▸ **Task to complete**
Which fragrances reviewed in the Candle Science order post below have "Fig" in their names?

# Candle Science Sale - order arrived :)



## prairie nights (Jan 16, 2009)

My order arrived in the middle of State Fair so I have not yet had time to look, review the scents as they appeal to me OTB but I hope to shortly. Several surprised me, totally different than what I expected , some were disappointments and some hits. Soaped a few scents, I will update on the review board on the progress. 

So far Plumberry is my favorite along with all the Fig fragrances. 

Chardonnay smells like booz (specifically brandy) with a little floral note. Maybe for lotion but not sure about soaping with it. 

Driftwood is a nice masculine smell, definitely worth trying, but I am getting hubby a bottle of the real stuff for Christmas, this is very appealing 

Dragon's Blood surprised me - is it supposed to be really musky ? Smells like cheap insense OTB

Day at the Spa - I like this -smells like a dessert - lemon souffle with a little sweet note

Buttercream - more like cheesecake frosting, will see how it soaps

Vanilla Lace - very mild but pleasant vanilla with floral tones

Very Vanilla - now that smells more like Buttercream to me, definitely food scent, strong OTB

Rose - not like fresh roses OTB, maybe once in soap, right now it smells cheap to me but I am not a rose scented anything fan, this is for a customer

Clean Cotton - like fresh laundry out of the dryer after using chemical detergent, I like it. There is probably a brand name detergent that smells just like this as it is familiar. I'll sniff them all when I go to Walmart  I wanted to try all the "clean" scents to compare

Cottom Blossom - this is very nice - like spring blossoms on a fruit tree, most subtle than the Clean Cotton

---------------------------------------------------

my nose in the can of ground coffee, taking a break from all the scents ......... ok, here we go

---------------------------------------------------

Amaretto Nog - definitely not Amaretto or Egg Nogg .... smells like Cool Aid

Brandied Pear - Strong spiced apple notes with a hint of pine, pear and big splash of alcohol (overpowering OTB, it may blend better in soap)

Lemon Verbena - very nice lemon scent 

Sugar Cookie - nice foodsy smell, like sugar cookie with frosting

Honeysuckle Jasmine - I mostly smell the honeysuckle and it's not my favorite scent so I am not fair commenting on this fragrance, right up there with rose, reminds me of the old fashioned soaps my grandmother would use and put in her drawers

Fruit Slices - very fruity, like gummy bears or gushers, fruit flavored candy. probably a good summer scent

Apples and Maple Bourbon - I smell the maple sweetness with the alcohol (but not overpowering) , the apples are faint and they mingle well with the maple, I am anxious to try this in soap

Apple Jack and Peel - smells like pouporri to me, I guess I was looking for a baked apple pie scent, this has a woodsy note

Mango Papaya - fresh fruit, detect some strawberry there too 

Bird of Paradise - sweet floral, nice, tropical

Creme Brulee - well balanced scent OTB, caramelized sugar is the strongest note with vanilla background, smells yummy

Twigs and Berries - citrus scent, much like grapefruit 

Fig Tree - hard to tell with the Figs - this one smells natural, like a tree in bloom with a bit of the fruity note

Mediterranean Fig - fruity smell with alcohol background

Cranberry Marmelade - love this ! cranberry with just the right amount of tartness and sweetness and spices

Cucumber Melon - Cucumber and Honeydew, well balanced, mellow scent

Brown Sugar and Fig - not sure if this is a BBW scent but it smells like one of theirs. Very nice

Plumberry - hard to describe - sort of like the Cranberry Marmelade with tart and sweet , plum scent instead of cranberry with sweet vanilla aroma. Soaped nicely, discolored to a light tan

Tuscan Melon and Apricot - my first reaction was "yuck!", smells like rotten cantalope to me, but the men in my family like it

Peppermint and Eucalyptus - nice well blended peppermint, both scents represented equally


Again, these are just my first observations sniffing the scents straight out of the bottle. They all seem to come mellower in soap so maybe some of the overpowering ones will behave better in soap.

▸ **Information provided**

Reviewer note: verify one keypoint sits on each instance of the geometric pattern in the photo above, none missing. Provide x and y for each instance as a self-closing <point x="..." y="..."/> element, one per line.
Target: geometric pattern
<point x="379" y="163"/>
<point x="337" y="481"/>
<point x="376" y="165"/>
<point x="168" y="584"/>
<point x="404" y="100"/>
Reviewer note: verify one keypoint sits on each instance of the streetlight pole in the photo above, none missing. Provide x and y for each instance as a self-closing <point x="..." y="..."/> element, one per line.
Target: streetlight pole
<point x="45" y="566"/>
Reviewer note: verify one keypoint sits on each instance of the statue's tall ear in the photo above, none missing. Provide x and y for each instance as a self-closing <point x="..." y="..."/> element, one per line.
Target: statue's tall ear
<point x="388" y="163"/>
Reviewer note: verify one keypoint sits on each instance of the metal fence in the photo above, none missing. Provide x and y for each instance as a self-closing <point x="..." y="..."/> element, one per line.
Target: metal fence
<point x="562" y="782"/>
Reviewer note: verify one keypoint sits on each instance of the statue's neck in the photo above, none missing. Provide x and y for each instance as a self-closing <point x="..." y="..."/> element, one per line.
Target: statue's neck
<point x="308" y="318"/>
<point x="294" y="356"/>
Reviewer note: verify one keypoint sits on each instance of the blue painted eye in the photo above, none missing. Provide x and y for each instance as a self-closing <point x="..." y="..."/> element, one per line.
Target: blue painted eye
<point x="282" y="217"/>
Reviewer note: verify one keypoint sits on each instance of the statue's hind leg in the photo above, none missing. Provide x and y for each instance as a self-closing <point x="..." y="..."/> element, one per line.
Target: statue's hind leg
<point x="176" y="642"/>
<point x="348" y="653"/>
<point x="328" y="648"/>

* * *

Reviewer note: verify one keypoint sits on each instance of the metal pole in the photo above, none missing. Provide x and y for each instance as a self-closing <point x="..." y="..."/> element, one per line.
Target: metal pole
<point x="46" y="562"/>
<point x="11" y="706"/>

▸ **Complete response**
- Fig Tree
- Mediterranean Fig
- Brown Sugar and Fig